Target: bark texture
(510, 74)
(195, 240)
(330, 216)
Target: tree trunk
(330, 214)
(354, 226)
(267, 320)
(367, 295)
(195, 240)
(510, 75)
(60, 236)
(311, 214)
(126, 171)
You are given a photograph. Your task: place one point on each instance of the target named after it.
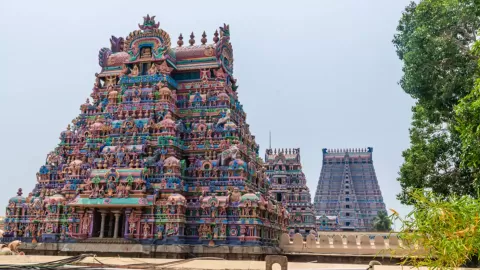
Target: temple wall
(349, 243)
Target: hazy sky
(318, 74)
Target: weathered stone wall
(348, 243)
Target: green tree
(434, 40)
(468, 126)
(445, 231)
(382, 222)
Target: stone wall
(347, 243)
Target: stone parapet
(348, 243)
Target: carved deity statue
(153, 69)
(134, 71)
(146, 52)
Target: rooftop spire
(215, 36)
(148, 24)
(192, 39)
(204, 38)
(180, 40)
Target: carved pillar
(102, 223)
(115, 230)
(110, 226)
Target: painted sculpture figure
(289, 187)
(160, 154)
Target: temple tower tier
(161, 154)
(289, 187)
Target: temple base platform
(139, 250)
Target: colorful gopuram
(348, 196)
(161, 154)
(289, 187)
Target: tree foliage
(434, 40)
(445, 231)
(468, 126)
(382, 222)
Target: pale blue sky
(318, 74)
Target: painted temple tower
(348, 196)
(289, 187)
(161, 154)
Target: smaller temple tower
(348, 196)
(289, 187)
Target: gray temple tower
(347, 190)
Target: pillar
(102, 223)
(110, 226)
(115, 230)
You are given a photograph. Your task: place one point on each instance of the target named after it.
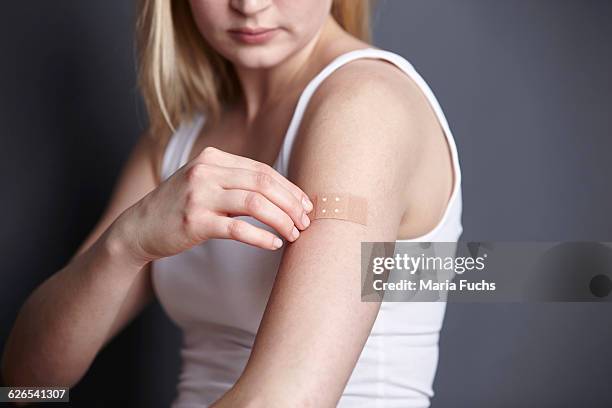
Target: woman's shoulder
(370, 82)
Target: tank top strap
(180, 144)
(373, 53)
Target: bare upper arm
(355, 137)
(136, 179)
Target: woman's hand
(198, 201)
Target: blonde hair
(179, 74)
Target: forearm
(66, 320)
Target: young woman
(270, 102)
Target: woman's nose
(249, 7)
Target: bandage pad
(341, 206)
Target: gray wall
(525, 86)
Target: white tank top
(216, 292)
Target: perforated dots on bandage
(342, 206)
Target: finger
(263, 183)
(244, 202)
(219, 157)
(239, 230)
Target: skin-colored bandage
(342, 206)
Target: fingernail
(306, 204)
(295, 233)
(277, 243)
(305, 220)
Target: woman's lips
(253, 35)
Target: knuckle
(191, 201)
(252, 202)
(263, 168)
(189, 221)
(196, 172)
(263, 181)
(235, 229)
(208, 153)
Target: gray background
(525, 85)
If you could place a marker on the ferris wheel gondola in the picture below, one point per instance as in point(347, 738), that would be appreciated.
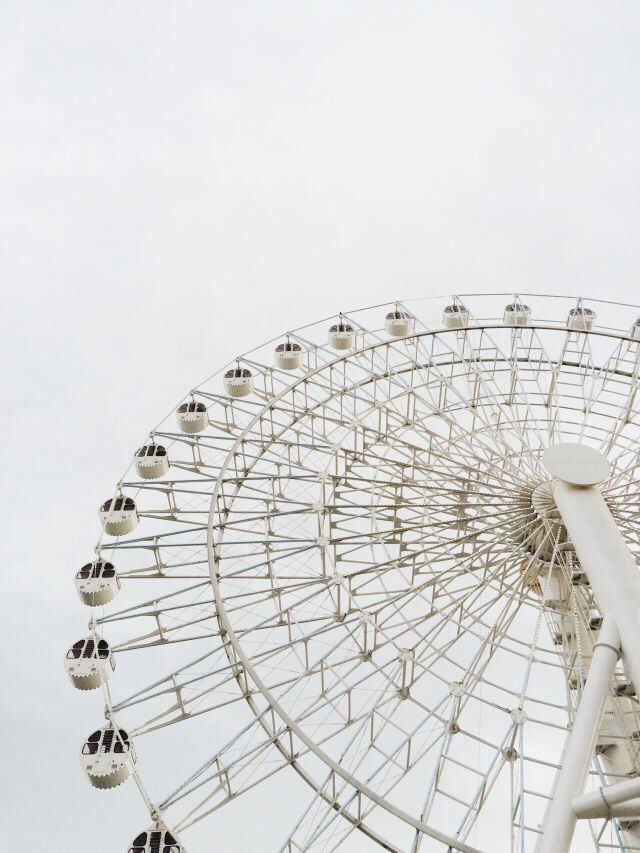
point(365, 567)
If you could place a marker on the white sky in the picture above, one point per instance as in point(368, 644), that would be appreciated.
point(181, 180)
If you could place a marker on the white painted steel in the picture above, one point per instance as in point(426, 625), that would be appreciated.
point(586, 805)
point(560, 818)
point(610, 566)
point(358, 576)
point(577, 464)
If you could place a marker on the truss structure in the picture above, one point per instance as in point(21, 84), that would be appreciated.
point(357, 576)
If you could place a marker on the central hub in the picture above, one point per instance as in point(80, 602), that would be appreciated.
point(576, 464)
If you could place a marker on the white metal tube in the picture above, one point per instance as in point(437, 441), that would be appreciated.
point(608, 562)
point(610, 796)
point(560, 819)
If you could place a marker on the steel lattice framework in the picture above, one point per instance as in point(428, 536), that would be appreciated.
point(360, 567)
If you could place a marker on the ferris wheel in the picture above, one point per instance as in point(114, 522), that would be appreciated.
point(392, 554)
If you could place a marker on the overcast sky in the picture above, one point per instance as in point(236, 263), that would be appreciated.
point(181, 180)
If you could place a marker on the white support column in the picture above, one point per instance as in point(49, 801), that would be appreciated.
point(560, 819)
point(610, 566)
point(615, 582)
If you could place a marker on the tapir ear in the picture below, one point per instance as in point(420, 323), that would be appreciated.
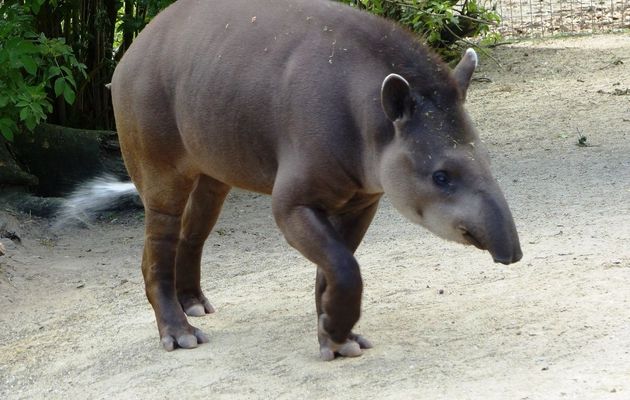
point(395, 97)
point(464, 70)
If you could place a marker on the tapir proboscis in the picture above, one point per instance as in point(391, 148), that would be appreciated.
point(320, 105)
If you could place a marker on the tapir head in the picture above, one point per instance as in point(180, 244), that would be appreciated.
point(436, 171)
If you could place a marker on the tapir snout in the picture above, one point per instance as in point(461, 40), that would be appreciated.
point(495, 231)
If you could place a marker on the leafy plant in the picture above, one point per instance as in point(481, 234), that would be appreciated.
point(441, 22)
point(34, 69)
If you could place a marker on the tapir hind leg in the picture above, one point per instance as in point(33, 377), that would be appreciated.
point(200, 215)
point(164, 194)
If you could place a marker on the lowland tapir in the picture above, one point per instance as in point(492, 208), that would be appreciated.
point(320, 105)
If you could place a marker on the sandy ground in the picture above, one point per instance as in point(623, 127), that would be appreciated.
point(446, 322)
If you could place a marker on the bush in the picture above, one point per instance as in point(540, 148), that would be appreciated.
point(441, 22)
point(33, 69)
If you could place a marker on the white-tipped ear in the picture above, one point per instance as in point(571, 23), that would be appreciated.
point(395, 97)
point(464, 70)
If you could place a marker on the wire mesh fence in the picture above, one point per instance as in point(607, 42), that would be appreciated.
point(552, 17)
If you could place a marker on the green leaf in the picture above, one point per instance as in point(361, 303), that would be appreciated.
point(24, 114)
point(7, 132)
point(69, 94)
point(53, 71)
point(30, 65)
point(60, 85)
point(70, 80)
point(31, 123)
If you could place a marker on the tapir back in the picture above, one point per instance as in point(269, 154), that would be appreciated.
point(246, 82)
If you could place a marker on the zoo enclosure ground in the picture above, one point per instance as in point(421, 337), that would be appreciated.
point(445, 321)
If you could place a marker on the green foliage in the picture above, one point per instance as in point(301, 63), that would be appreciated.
point(441, 22)
point(33, 69)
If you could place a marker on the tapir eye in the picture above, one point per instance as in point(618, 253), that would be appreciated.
point(441, 179)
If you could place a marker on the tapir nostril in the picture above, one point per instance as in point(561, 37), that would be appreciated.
point(471, 239)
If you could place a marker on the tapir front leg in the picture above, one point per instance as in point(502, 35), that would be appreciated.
point(351, 226)
point(308, 229)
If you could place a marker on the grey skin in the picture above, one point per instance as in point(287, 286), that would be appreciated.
point(320, 105)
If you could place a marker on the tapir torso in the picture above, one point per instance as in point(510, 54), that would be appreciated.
point(253, 85)
point(320, 105)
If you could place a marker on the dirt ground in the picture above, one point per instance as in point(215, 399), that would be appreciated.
point(446, 322)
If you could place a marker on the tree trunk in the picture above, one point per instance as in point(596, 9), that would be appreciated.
point(63, 157)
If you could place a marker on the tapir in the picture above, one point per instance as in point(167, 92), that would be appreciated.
point(322, 106)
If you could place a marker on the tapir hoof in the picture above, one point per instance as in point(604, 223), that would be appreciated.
point(196, 306)
point(328, 349)
point(184, 340)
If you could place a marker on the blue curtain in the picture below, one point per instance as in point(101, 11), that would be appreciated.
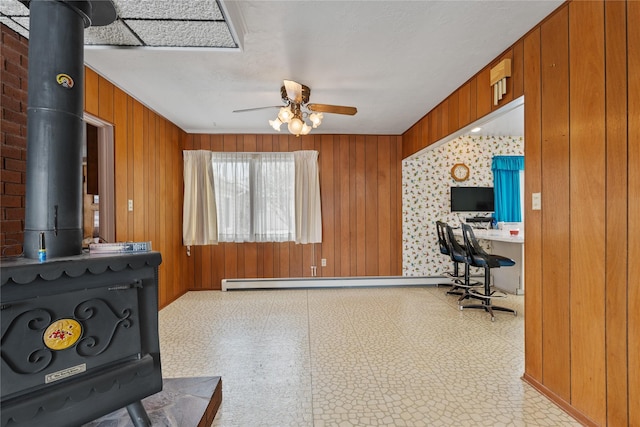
point(506, 184)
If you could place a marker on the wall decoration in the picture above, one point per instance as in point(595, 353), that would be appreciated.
point(425, 195)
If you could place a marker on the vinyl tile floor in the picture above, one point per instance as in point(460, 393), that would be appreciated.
point(380, 356)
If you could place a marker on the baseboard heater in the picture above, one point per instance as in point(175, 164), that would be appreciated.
point(332, 282)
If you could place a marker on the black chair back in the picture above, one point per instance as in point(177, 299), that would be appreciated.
point(442, 240)
point(457, 252)
point(479, 257)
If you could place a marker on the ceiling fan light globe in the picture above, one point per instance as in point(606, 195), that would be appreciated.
point(275, 124)
point(316, 119)
point(295, 126)
point(285, 114)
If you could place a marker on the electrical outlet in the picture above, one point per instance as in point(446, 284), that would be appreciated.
point(536, 201)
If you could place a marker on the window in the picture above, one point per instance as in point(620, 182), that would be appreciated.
point(255, 196)
point(251, 197)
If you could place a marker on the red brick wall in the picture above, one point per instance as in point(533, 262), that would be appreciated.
point(13, 149)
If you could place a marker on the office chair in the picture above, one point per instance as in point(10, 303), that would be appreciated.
point(444, 249)
point(479, 258)
point(458, 254)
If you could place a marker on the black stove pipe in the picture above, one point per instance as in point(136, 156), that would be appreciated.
point(55, 125)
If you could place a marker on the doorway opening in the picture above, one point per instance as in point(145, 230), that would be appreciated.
point(98, 182)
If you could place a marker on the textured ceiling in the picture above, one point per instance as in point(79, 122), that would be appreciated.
point(195, 61)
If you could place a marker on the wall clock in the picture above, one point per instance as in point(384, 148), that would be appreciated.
point(460, 172)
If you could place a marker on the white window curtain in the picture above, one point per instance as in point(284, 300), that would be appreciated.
point(199, 225)
point(308, 210)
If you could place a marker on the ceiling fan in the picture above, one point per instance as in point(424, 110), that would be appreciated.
point(297, 109)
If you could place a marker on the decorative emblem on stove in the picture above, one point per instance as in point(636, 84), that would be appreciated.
point(64, 80)
point(62, 334)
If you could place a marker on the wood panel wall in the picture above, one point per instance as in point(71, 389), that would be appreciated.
point(471, 101)
point(360, 186)
point(148, 170)
point(579, 70)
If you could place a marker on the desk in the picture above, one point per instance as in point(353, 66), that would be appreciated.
point(508, 279)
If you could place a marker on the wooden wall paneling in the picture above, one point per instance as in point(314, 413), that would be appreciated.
point(464, 105)
point(587, 201)
point(152, 171)
point(433, 128)
point(327, 195)
point(130, 165)
point(144, 184)
point(437, 120)
point(371, 206)
point(444, 119)
point(353, 211)
point(251, 260)
point(507, 97)
point(473, 99)
point(484, 93)
point(345, 183)
point(138, 195)
point(120, 164)
point(517, 69)
point(91, 92)
point(633, 232)
point(105, 100)
point(168, 229)
point(360, 206)
point(161, 186)
point(413, 138)
point(454, 114)
point(180, 282)
point(384, 206)
point(533, 219)
point(187, 143)
point(395, 174)
point(616, 216)
point(555, 201)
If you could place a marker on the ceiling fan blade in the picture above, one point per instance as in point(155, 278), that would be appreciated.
point(335, 109)
point(257, 108)
point(294, 91)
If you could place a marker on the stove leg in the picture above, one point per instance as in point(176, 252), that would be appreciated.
point(138, 415)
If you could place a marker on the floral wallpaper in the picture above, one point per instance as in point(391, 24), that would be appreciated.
point(425, 194)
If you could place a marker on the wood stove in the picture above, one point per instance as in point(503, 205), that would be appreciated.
point(79, 338)
point(79, 331)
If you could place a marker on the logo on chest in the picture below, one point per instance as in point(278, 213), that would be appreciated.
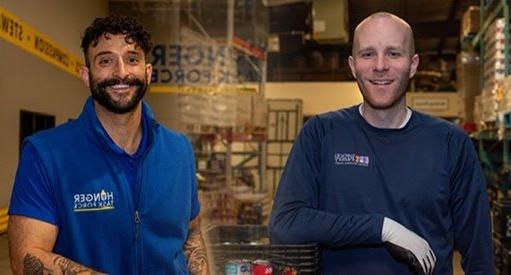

-- -- --

ASSIGNMENT: Restate word for word the lines that begin at the one containing "If you could place a marker on the ceiling fan blade" and end with the final line of the records. Pictures stay out.

ANSWER SPACE:
If you could place a marker on the ceiling fan blade in the picture above, one point per instance as in point(155, 278), that would be appreciated.
point(335, 109)
point(257, 108)
point(294, 91)
If you could place a marker on the stove leg in the picture above, one point per instance as in point(176, 252), that would be appreciated.
point(138, 415)
If you could place a marker on the floral wallpaper in the picture above, one point per instance as in point(391, 24), that would be appreciated.
point(425, 194)
If you could place a marker on the wood stove in the picture above, one point per instance as in point(503, 205), that would be appreciated.
point(79, 338)
point(79, 331)
If you could place a marker on the logo on chest in the picture below, one point per instance as in point(278, 213), that would be appreciated.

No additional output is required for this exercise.